= ACTIVITY =
Your task is to reproduce the entries below word for word.

****************

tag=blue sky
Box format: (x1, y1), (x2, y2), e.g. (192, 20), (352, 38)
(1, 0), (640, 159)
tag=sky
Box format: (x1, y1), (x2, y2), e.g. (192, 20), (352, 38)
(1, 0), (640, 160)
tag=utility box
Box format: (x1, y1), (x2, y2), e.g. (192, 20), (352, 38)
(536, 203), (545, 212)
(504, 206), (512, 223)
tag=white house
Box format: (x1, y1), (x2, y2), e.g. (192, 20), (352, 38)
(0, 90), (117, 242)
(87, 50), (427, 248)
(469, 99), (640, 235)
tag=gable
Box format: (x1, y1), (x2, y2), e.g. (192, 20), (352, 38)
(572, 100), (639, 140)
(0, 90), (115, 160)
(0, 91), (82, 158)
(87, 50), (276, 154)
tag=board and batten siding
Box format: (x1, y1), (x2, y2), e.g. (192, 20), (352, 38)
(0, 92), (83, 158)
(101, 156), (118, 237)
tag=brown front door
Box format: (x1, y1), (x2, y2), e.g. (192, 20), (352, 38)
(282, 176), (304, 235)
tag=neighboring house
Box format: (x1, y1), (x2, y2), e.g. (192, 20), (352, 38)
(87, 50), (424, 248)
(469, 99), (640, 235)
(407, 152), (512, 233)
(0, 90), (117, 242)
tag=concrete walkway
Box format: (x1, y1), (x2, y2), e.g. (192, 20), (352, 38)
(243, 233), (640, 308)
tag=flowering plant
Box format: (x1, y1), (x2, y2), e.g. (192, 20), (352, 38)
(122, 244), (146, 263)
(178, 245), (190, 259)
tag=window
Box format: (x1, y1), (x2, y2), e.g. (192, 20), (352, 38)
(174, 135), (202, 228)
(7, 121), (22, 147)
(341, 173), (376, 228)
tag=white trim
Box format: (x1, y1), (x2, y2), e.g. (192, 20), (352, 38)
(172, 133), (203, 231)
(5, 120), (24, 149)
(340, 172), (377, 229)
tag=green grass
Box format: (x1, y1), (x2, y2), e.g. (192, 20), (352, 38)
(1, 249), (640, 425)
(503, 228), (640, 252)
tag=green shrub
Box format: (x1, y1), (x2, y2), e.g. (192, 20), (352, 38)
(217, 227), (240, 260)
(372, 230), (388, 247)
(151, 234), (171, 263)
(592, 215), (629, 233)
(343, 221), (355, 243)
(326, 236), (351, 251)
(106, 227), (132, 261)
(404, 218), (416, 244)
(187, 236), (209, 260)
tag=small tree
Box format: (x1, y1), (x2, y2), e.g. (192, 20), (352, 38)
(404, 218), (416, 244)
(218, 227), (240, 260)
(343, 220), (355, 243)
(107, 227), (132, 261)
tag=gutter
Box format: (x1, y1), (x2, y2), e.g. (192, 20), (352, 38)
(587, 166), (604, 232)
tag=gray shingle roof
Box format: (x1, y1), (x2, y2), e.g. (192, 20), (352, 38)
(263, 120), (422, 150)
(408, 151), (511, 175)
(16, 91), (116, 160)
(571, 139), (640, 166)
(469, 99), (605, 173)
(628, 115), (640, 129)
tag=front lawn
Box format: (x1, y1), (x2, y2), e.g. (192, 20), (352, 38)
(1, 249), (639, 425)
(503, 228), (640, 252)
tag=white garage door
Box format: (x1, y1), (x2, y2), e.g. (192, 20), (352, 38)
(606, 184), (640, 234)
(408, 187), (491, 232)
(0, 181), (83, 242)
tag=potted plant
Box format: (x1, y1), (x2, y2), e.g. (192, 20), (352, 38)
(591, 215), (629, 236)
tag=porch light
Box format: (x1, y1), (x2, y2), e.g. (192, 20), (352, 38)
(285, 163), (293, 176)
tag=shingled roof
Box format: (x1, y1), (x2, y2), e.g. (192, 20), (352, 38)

****************

= EXERCISE ANSWER =
tag=blue sky
Box format: (x1, y1), (x2, y2), e.g. (192, 20), (352, 38)
(1, 0), (640, 159)
tag=sky
Box format: (x1, y1), (x2, y2), e.g. (192, 20), (352, 38)
(1, 0), (640, 160)
tag=utility box
Box format: (x1, y1), (x2, y2), e.g. (192, 20), (352, 38)
(536, 203), (545, 212)
(504, 206), (512, 223)
tag=white house
Box format: (x1, y1), (x2, y2), e.g. (192, 20), (352, 38)
(0, 90), (117, 242)
(87, 50), (427, 248)
(469, 99), (640, 235)
tag=gable
Box format: (x1, y1), (x2, y2), e.g. (192, 20), (352, 38)
(572, 100), (639, 140)
(0, 90), (115, 160)
(0, 91), (82, 158)
(87, 50), (276, 154)
tag=board and batten siding
Box format: (x1, y1), (x2, y2), e.g. (192, 20), (352, 38)
(0, 92), (83, 158)
(101, 156), (118, 237)
tag=brown front door
Box format: (x1, y1), (x2, y2), e.g. (192, 20), (352, 38)
(282, 176), (304, 235)
tag=neighboring house
Box format: (x1, y1), (x2, y2), e.g. (192, 20), (352, 38)
(87, 50), (424, 248)
(469, 99), (640, 235)
(407, 152), (512, 233)
(0, 90), (117, 242)
tag=concrete walkway
Box format: (x1, y1), (x2, y2), e.g. (192, 20), (352, 38)
(243, 233), (640, 308)
tag=flowering plant
Box format: (x1, y1), (x2, y2), e.g. (192, 20), (352, 38)
(122, 244), (146, 263)
(178, 245), (190, 259)
tag=window
Box format: (x1, y1), (x2, y2), e.g. (192, 20), (352, 38)
(174, 135), (202, 228)
(7, 121), (22, 147)
(341, 173), (376, 228)
tag=white trim
Box format: (x1, y1), (x2, y2), e.g. (192, 20), (352, 38)
(172, 133), (203, 231)
(5, 120), (24, 149)
(340, 172), (377, 229)
tag=green grass
Box format: (x1, y1), (x2, y2), e.g. (192, 20), (352, 38)
(1, 249), (640, 425)
(503, 228), (640, 252)
tag=green shrub
Box format: (x1, y1), (x2, y2), e.g. (192, 20), (352, 38)
(217, 227), (240, 260)
(372, 230), (388, 247)
(151, 234), (171, 263)
(592, 215), (629, 233)
(343, 221), (355, 243)
(326, 236), (351, 251)
(106, 227), (132, 261)
(404, 218), (416, 244)
(187, 236), (209, 260)
tag=small tree
Box format: (x1, y1), (x2, y2), e.g. (192, 20), (352, 38)
(404, 218), (416, 244)
(218, 227), (240, 260)
(343, 220), (355, 243)
(107, 227), (132, 261)
tag=gutter
Box format: (x1, y1), (x2, y2), e.g. (192, 20), (352, 38)
(587, 166), (604, 232)
tag=gray shingle roof
Box format: (x1, y1), (x2, y2), e.g. (192, 20), (352, 38)
(263, 120), (422, 150)
(408, 151), (511, 175)
(16, 91), (116, 160)
(571, 139), (640, 166)
(469, 99), (605, 173)
(628, 115), (640, 129)
tag=front lawn
Box format: (x1, y1), (x2, y2), e.g. (192, 20), (352, 38)
(1, 249), (639, 425)
(503, 228), (640, 252)
tag=white garage door
Box format: (x1, y1), (x2, y2), e.g. (192, 20), (352, 38)
(606, 184), (640, 234)
(408, 187), (491, 232)
(0, 181), (83, 242)
tag=potted plant
Box format: (x1, y1), (x2, y2), e.g. (192, 20), (352, 38)
(591, 215), (629, 236)
tag=porch light
Box format: (x1, y1), (x2, y2), e.g. (192, 20), (352, 38)
(285, 163), (293, 176)
tag=shingled roof
Box format: (x1, y1), (x2, y2), e.g. (192, 20), (352, 38)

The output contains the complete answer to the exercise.